→ **GIVEN REQUEST**
In the passage on climate change and the elections, copy out everything between "Because in the" and "Day this fall.", inclusive, swapping "blue wave" for "Democratic surge".
* begin EXCERPTED PASSAGE *
Here’s the video. Be sure to put it on full screen and wait for the close-up.
Seriously though, have we already lost the fight to reverse climate change? That’s the argument put forth by Nathaniel Rich in last week’s New York Times Magazine: Losing Earth: The Decade We Almost Stopped Climate Change.
The world has warmed more than one degree Celsius since the Industrial Revolution. The Paris climate agreement — the nonbinding, unenforceable and already unheeded treaty signed on Earth Day in 2016 — hoped to restrict warming to two degrees. The odds of succeeding, according to a recent study based on current emissions trends, are one in 20. If by some miracle we are able to limit warming to two degrees, we will only have to negotiate the extinction of the world’s tropical reefs, sea-level rise of several meters and the abandonment of the Persian Gulf. The climate scientist James Hansen has called two-degree warming “a prescription for long-term disaster.” Long-term disaster is now the best-case scenario. Three-degree warming is a prescription for short-term disaster: forests in the Arctic and the loss of most coastal cities. Robert Watson, a former director of the United Nations Intergovernmental Panel on Climate Change, has argued that three-degree warming is the realistic minimum. Four degrees: Europe in permanent drought; vast areas of China, India and Bangladesh claimed by desert; Polynesia swallowed by the sea; the Colorado River thinned to a trickle; the American Southwest largely uninhabitable. The prospect of a five-degree warming has prompted some of the world’s leading climate scientists to warn of the end of human civilization.
Is it a comfort or a curse, the knowledge that we could have avoided all this?
Because in the decade that ran from 1979 to 1989, we had an excellent opportunity to solve the climate crisis. The world’s major powers came within several signatures of endorsing a binding, global framework to reduce carbon emissions — far closer than we’ve come since. During those years, the conditions for success could not have been more favorable. The obstacles we blame for our current inaction had yet to emerge. Almost nothing stood in our way — nothing except ourselves.
Check out the full story at the NYT.
Today there are some interesting primary elections and one special election to watch. Will we see portents of a blue wave in November?
Voters head to the polls in five states Tuesday to test whether Democrats will get their “blue wave” on Election Day this fall.
The most heated race to watch is a special election in Ohio’s 12th Congressional District, where a Democrat hasn’t won since the 1980s. Despite big spending by Republicans, a huge ground push, and even campaign appearances by President Donald Trump and Vice President Mike Pence, polls show the Democrat, Danny O’Connor, might actually beat Republican Troy Balderson.
* end EXCERPTED PASSAGE *
* begin DATASET EXTRACT *
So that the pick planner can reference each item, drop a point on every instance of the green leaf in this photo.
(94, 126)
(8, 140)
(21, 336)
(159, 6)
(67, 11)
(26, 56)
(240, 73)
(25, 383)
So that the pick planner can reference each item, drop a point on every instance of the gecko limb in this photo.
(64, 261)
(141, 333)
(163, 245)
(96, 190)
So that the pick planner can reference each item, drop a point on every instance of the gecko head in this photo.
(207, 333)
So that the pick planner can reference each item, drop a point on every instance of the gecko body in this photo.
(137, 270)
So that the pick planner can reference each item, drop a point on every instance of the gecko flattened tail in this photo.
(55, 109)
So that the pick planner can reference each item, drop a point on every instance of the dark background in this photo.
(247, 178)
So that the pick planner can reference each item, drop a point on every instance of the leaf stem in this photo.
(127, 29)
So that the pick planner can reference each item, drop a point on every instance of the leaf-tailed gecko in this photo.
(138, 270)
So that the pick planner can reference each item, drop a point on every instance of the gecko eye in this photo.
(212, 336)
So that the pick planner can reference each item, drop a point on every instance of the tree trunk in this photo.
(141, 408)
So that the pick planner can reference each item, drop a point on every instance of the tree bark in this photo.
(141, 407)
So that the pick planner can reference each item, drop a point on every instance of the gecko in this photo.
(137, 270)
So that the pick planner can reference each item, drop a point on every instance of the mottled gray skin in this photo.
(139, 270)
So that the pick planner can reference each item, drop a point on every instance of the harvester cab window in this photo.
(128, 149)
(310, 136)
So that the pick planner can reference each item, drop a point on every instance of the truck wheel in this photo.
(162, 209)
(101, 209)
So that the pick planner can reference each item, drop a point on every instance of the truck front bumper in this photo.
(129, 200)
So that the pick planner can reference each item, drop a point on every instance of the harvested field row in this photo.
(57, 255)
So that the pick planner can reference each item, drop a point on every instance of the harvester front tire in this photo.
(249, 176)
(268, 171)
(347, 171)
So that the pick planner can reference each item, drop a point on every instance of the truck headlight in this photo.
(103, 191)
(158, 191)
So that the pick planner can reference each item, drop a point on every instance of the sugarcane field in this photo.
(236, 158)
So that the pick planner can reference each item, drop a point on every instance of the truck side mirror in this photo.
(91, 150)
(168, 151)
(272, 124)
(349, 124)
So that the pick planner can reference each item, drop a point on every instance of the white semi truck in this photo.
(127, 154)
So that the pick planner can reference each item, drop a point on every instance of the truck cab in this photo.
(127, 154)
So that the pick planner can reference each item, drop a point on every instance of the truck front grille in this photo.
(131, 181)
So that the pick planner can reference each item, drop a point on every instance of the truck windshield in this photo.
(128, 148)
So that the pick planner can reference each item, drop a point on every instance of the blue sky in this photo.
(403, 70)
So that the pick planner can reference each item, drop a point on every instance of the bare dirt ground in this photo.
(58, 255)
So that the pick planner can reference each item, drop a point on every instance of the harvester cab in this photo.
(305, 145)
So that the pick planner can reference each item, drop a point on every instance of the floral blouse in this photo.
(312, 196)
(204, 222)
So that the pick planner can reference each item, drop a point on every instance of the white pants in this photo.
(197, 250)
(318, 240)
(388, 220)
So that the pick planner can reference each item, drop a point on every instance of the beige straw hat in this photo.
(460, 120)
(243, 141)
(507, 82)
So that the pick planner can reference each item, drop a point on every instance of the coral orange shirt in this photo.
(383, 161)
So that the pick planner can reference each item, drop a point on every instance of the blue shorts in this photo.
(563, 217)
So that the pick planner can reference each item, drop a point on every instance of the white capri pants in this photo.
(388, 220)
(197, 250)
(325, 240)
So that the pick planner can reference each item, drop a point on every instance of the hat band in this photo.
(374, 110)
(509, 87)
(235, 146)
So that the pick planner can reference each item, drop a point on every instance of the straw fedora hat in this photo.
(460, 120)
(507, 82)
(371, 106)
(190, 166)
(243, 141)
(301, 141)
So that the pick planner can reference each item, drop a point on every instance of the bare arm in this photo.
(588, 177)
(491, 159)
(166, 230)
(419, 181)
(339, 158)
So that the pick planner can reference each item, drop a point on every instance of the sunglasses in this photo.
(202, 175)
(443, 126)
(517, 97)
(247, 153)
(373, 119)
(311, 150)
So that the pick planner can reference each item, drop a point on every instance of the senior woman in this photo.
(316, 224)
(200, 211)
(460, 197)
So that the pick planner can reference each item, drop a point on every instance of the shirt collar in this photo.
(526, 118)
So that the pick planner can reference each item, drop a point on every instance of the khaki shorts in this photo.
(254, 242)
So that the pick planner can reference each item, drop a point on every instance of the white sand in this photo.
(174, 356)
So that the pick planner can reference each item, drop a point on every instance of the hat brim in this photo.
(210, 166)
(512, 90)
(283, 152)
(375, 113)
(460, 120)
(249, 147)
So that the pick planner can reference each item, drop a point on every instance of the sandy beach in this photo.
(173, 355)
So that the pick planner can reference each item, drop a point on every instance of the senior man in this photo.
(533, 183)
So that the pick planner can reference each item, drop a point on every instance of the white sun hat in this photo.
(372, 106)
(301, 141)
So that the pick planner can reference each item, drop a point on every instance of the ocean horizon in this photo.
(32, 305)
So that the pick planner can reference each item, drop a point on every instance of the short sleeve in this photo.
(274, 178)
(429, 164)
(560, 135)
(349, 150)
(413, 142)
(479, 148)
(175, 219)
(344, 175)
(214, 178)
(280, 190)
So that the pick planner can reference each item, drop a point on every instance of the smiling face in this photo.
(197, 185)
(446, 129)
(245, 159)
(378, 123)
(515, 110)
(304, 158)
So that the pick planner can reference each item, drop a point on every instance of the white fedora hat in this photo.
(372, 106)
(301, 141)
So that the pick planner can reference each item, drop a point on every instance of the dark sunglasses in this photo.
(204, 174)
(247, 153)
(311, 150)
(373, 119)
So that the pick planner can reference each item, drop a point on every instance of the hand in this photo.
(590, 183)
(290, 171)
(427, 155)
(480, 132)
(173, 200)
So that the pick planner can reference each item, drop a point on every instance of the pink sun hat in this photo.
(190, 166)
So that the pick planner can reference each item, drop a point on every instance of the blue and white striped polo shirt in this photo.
* end DATASET EXTRACT *
→ **SOLUTION TO THE EXERCISE**
Because in the decade that ran from 1979 to 1989, we had an excellent opportunity to solve the climate crisis. The world’s major powers came within several signatures of endorsing a binding, global framework to reduce carbon emissions — far closer than we’ve come since. During those years, the conditions for success could not have been more favorable. The obstacles we blame for our current inaction had yet to emerge. Almost nothing stood in our way — nothing except ourselves.
Check out the full story at the NYT.
Today there are some interesting primary elections and one special election to watch. Will we see portents of a Democratic surge in November?
Voters head to the polls in five states Tuesday to test whether Democrats will get their “Democratic surge” on Election Day this fall.